Exercise instructions:
Starting at the line that contains "van --coords pixels", retype each line to the end of the listing below. Include both ends, but not the pictures.

>>>>

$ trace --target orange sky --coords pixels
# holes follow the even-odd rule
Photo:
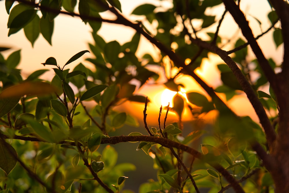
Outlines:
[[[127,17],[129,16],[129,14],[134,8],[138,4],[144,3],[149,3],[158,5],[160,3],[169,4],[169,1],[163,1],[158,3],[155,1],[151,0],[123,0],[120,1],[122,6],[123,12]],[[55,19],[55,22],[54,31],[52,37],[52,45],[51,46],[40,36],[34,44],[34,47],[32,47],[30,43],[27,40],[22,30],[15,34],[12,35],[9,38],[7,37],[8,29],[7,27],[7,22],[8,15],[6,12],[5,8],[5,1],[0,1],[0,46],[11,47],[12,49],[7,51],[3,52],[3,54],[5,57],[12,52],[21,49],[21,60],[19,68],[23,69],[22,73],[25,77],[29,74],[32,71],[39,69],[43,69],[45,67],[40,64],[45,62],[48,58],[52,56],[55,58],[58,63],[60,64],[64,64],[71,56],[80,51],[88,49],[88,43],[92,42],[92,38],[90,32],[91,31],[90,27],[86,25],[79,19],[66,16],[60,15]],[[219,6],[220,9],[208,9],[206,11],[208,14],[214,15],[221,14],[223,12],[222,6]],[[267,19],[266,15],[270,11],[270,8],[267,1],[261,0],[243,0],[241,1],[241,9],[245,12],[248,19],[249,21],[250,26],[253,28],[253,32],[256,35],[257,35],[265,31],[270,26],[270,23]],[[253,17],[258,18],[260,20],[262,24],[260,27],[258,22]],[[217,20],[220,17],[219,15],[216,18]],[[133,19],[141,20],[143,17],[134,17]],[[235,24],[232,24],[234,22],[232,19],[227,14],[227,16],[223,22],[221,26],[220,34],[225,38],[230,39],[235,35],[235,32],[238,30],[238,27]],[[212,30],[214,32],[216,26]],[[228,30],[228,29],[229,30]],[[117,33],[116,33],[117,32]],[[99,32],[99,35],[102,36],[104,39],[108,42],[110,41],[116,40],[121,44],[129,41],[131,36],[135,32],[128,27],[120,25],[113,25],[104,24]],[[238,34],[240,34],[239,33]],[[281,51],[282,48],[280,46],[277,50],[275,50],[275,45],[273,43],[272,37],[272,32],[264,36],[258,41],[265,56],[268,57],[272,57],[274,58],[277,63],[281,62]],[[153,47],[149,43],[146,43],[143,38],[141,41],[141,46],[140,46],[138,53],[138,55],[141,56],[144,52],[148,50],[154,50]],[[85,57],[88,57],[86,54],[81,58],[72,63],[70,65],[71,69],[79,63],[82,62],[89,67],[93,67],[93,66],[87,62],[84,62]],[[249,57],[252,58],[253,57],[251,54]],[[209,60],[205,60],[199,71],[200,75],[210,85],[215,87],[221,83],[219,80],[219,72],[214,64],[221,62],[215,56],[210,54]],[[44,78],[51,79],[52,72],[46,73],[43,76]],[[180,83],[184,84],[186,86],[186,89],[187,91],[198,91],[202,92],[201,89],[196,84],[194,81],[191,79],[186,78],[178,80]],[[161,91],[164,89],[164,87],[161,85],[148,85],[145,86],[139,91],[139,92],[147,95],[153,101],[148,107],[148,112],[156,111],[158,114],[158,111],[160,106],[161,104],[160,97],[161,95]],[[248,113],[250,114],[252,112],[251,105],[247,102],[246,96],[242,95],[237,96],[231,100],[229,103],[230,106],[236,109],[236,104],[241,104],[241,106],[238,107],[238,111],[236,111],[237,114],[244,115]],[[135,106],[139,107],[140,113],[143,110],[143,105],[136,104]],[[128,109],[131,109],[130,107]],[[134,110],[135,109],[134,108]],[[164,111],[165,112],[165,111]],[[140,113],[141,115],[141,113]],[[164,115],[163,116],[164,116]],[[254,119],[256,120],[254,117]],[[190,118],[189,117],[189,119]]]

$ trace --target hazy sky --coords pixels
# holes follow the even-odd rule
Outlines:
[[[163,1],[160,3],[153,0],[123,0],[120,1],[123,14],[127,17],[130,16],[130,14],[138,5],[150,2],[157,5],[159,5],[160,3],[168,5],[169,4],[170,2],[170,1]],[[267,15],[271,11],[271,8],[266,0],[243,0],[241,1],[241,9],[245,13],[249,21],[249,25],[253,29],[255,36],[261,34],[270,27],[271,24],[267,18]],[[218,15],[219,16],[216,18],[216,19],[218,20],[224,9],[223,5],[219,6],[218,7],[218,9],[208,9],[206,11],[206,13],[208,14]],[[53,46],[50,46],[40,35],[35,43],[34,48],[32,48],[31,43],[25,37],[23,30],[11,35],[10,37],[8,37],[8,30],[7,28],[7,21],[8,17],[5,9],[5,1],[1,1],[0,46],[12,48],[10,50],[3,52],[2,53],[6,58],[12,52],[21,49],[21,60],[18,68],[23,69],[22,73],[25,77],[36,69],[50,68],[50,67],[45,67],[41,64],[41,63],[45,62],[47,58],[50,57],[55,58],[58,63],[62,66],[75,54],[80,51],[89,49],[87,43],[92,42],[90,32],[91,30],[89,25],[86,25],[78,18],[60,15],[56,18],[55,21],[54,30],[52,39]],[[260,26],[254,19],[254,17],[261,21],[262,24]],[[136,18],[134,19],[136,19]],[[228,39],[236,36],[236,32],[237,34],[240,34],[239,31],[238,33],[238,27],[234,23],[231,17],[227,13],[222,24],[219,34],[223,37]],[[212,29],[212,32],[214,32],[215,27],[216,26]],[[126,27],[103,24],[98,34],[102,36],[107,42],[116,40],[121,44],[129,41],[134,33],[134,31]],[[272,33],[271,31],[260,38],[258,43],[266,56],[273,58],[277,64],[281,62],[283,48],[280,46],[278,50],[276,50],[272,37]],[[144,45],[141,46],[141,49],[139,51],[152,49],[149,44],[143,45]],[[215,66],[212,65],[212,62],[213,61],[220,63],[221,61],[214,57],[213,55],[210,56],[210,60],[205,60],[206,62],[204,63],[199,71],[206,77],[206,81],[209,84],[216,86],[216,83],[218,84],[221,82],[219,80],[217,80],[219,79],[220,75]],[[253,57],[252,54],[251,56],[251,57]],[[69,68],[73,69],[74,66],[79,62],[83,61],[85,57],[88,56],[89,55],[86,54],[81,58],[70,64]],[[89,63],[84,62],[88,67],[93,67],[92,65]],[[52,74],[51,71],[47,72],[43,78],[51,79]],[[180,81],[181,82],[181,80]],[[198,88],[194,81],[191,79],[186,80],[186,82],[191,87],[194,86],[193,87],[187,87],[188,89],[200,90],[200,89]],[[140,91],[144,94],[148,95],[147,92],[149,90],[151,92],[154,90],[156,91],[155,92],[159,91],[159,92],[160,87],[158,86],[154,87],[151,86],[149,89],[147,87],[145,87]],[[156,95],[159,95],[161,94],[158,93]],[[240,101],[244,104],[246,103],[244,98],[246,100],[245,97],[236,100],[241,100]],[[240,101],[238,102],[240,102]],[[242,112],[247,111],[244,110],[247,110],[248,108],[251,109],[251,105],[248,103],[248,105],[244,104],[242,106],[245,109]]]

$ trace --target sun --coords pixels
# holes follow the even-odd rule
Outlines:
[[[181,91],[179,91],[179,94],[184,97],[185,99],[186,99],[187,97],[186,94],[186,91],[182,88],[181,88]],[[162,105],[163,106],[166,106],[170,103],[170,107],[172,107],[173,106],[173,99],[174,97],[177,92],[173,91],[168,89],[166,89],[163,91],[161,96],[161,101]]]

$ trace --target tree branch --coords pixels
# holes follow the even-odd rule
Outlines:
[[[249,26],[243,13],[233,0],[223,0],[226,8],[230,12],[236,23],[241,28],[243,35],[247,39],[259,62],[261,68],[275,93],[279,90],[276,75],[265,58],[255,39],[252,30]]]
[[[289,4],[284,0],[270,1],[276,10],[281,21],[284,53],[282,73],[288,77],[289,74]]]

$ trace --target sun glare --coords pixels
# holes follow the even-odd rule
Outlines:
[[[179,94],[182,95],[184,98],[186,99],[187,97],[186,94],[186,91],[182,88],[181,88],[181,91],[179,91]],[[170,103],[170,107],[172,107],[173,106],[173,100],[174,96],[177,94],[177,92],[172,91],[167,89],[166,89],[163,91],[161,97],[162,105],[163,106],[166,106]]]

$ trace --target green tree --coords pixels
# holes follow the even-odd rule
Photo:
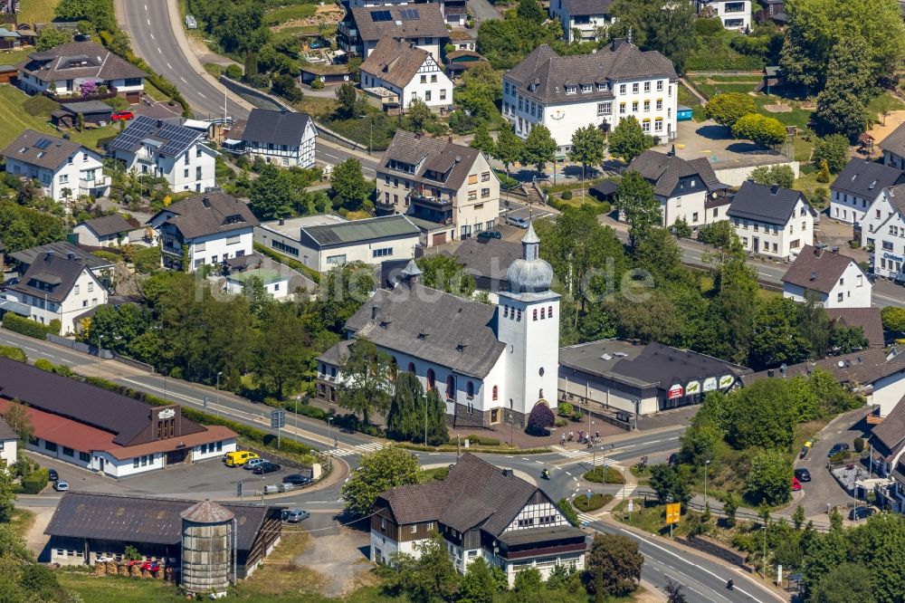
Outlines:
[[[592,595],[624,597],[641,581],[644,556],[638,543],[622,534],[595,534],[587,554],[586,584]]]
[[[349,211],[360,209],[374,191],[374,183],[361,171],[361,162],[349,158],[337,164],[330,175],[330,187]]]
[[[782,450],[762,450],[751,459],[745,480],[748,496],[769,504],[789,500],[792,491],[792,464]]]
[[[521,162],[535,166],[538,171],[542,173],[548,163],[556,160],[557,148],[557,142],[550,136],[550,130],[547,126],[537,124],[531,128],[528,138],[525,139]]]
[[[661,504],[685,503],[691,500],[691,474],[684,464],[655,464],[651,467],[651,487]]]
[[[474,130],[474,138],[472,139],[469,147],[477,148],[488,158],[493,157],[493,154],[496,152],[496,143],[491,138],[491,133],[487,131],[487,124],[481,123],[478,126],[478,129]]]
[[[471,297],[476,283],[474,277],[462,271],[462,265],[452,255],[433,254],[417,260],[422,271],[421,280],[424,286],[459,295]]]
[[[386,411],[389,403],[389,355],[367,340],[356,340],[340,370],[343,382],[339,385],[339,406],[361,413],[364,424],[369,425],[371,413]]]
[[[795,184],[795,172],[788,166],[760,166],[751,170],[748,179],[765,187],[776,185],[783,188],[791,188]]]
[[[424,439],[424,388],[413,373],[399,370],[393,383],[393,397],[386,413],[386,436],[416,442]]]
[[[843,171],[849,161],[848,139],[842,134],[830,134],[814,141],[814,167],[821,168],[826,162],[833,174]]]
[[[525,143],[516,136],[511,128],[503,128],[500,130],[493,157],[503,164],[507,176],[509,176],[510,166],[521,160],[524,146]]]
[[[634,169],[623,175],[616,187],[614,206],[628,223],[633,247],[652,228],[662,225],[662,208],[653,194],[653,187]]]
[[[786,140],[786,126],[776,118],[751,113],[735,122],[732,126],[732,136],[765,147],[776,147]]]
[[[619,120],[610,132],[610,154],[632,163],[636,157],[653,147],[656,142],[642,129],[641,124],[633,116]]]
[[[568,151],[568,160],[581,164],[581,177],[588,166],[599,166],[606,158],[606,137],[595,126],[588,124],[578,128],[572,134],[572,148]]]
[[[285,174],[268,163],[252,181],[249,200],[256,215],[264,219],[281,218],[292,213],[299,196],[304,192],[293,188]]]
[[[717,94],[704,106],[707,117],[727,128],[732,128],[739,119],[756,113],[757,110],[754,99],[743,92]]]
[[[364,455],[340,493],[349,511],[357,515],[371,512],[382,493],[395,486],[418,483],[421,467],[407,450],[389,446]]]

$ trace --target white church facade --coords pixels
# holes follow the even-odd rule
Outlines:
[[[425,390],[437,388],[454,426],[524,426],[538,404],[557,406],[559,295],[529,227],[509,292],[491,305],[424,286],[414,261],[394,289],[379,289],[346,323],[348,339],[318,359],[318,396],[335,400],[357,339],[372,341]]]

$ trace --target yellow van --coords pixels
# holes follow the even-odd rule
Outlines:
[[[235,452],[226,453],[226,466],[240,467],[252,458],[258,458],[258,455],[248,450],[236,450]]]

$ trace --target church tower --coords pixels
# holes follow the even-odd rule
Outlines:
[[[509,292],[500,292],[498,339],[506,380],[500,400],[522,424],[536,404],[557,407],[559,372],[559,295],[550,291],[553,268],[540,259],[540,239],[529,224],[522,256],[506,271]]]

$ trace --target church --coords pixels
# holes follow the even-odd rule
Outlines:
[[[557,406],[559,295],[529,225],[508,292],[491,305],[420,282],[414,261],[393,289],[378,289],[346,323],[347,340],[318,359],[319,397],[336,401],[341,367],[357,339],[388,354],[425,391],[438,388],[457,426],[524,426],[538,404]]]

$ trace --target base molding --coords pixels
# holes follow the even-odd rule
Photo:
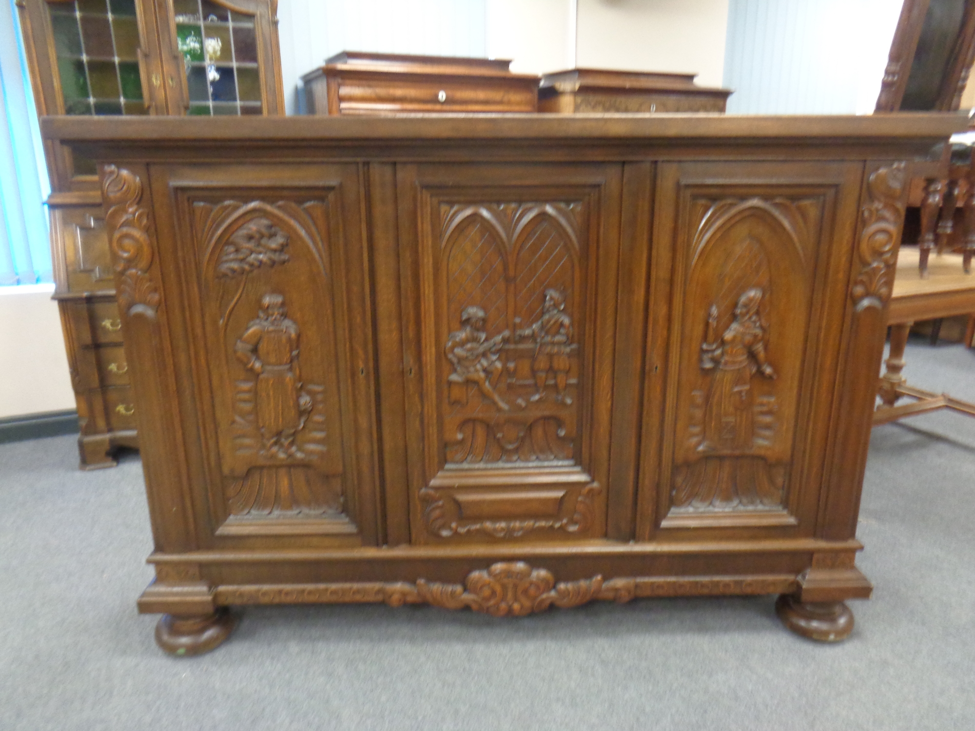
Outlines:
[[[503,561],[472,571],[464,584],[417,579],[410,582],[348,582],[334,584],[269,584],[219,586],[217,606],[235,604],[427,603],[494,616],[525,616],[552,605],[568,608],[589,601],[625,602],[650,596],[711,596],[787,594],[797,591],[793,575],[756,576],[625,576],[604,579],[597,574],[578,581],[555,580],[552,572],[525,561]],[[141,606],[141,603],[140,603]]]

<<<<

Exercise solution:
$ trace --target yellow van --coords pixels
# holes follow the even-odd rule
Outlines:
[[[235,452],[226,453],[226,466],[240,467],[252,458],[258,458],[258,455],[248,450],[236,450]]]

$ trace --target church tower --coords pixels
# holes follow the even-odd rule
Outlines:
[[[509,292],[500,292],[498,339],[506,380],[500,400],[522,424],[536,404],[557,407],[559,372],[559,295],[550,291],[553,268],[540,259],[540,239],[529,224],[522,256],[506,271]]]

$ trace --target church --coords pixels
# holes follow the even-odd rule
Outlines:
[[[557,406],[559,295],[529,225],[508,292],[491,305],[420,282],[414,261],[393,289],[378,289],[346,323],[347,340],[318,359],[319,397],[336,401],[341,367],[357,339],[388,354],[425,391],[438,388],[457,426],[524,426],[538,404]]]

$ trace --target base molding --coords pixels
# holes follow the even-odd rule
Photo:
Outlines:
[[[503,561],[472,571],[464,584],[417,579],[410,582],[348,582],[334,584],[269,584],[219,586],[217,606],[235,604],[427,603],[494,616],[525,616],[552,605],[568,608],[589,601],[625,602],[650,596],[711,596],[787,594],[797,591],[793,575],[756,576],[625,576],[604,579],[597,574],[578,581],[555,580],[552,572],[525,561]],[[141,606],[141,603],[140,603]]]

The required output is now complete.